** GIVEN TEXT follows **

Question

Strand-specific quantification of RNA-seq data without strand-aware mapping

0

Entering edit mode

5 months ago

tdsone • 0

Hi!

I'm trying to produce strand specific bigwig coverage files for a yeast RNA-seq experiment with unknown library type.

After mapping the reads against the S. cerevisiae reference genome STAR returns two coverage files:

in blue: coverage (.bigiwig) files/pileups of the aligned reads

Here, you can see that the gene is on the sense strand but half of the reads are mapped to the antisense. (Blue tracks are read pileups/bigwig coverage files). I assume that this is because some reads are PCR amplicons and not the original RNA and thus map to the wrong strand.

My goal is to produce "correct" coverage files, where the orientation of the annotated gene is taken into account when the coverage profiles are produced. How could I do this?

In this case for example, I would expect that the correct coverage profile show roughly the sum of both profiles but on the upper track/sense strand and 0 on the antisense strand.

** End of GIVEN TEXT **
** SUPPLIED ENTRIES follows **

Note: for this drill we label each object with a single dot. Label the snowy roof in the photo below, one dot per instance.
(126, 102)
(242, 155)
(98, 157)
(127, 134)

** End of SUPPLIED ENTRIES **
** SUPPLIED ENTRIES follows **

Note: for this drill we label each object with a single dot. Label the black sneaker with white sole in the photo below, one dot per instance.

** End of SUPPLIED ENTRIES **
** SUPPLIED ENTRIES follows **

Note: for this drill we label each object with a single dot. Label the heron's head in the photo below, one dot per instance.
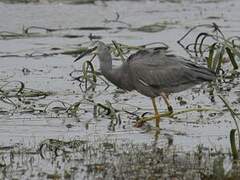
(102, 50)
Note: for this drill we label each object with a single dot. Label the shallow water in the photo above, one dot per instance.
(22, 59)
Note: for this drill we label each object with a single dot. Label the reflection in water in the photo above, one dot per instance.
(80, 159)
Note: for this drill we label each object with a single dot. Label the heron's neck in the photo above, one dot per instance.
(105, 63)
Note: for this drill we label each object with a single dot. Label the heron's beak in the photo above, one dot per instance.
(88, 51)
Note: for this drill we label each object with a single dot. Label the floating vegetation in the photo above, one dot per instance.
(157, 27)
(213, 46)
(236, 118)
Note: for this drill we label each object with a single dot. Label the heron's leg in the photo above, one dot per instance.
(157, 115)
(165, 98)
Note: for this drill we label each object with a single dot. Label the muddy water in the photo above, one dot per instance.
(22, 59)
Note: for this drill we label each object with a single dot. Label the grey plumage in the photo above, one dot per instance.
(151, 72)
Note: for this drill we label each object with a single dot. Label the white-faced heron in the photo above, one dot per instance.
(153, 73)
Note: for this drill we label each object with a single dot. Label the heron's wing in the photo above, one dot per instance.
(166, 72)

** End of SUPPLIED ENTRIES **

WHAT YOU WILL DO -
**a)** In the RNA-seq post, what reference genome were the reads mapped against?
**b)** Decide whether each statement agrees with the RNA-seq post. Answer yes or no, and quote the deciding words.
(i) The library type of the experiment is known.
(ii) STAR was used to map the reads.
(iii) The poster expects the corrected coverage profile to show reads on the antisense strand.
**c)** Write the next part of the RNA-seq post, starting after its final sentence.
The items have nothing to do with the RNA-seq post.

EXERCISE RESPONSES -
**a)** The S. cerevisiae reference genome.

**b)**
(i) No: "with unknown library type"
(ii) Yes: "After mapping the reads against the S. cerevisiae reference genome STAR returns two coverage files"
(iii) No: "0 on the antisense strand"

**c)**
Any help is much appreciated!

Best Timon

rna-seq yeast • 648 views

ADD COMMENT • link updated 5 months ago by Carlo Yague 8.9k • written 5 months ago by tdsone • 0

0

Entering edit mode

Two questions: Are your RNA-seq data stranded, and how did you produce the tracks?

ADD REPLY • link 5 months ago by ATpoint 85k

0

Entering edit mode

Are your RNA-seq data stranded?

I don't know but ran salmon to autoinfer the strandedness which says "U" so I assume it's unstranded.

How did you produce the tracks?

Ran Trim Galore! to trim reads.

Used STAR to map the reads against the R64-1-1 reference with option --outWigType wiggle and --outWigStrand Stranded

ADD REPLY • link updated 5 months ago by GenoMax 147k • written 5 months ago by tdsone • 0

1

Entering edit mode

If it's unstranded then it's exactly that. I don't see how any tool could change that other than assuming that if a gene was on reverse strand then all intersecting signal would need to be on that strand too. But that's a strong assumption and a problem when genes overlap. It's custom.

ADD REPLY • link 5 months ago by ATpoint 85k

0

Entering edit mode

If your data is unstranded then you should have used --outWigStrand Unstranded.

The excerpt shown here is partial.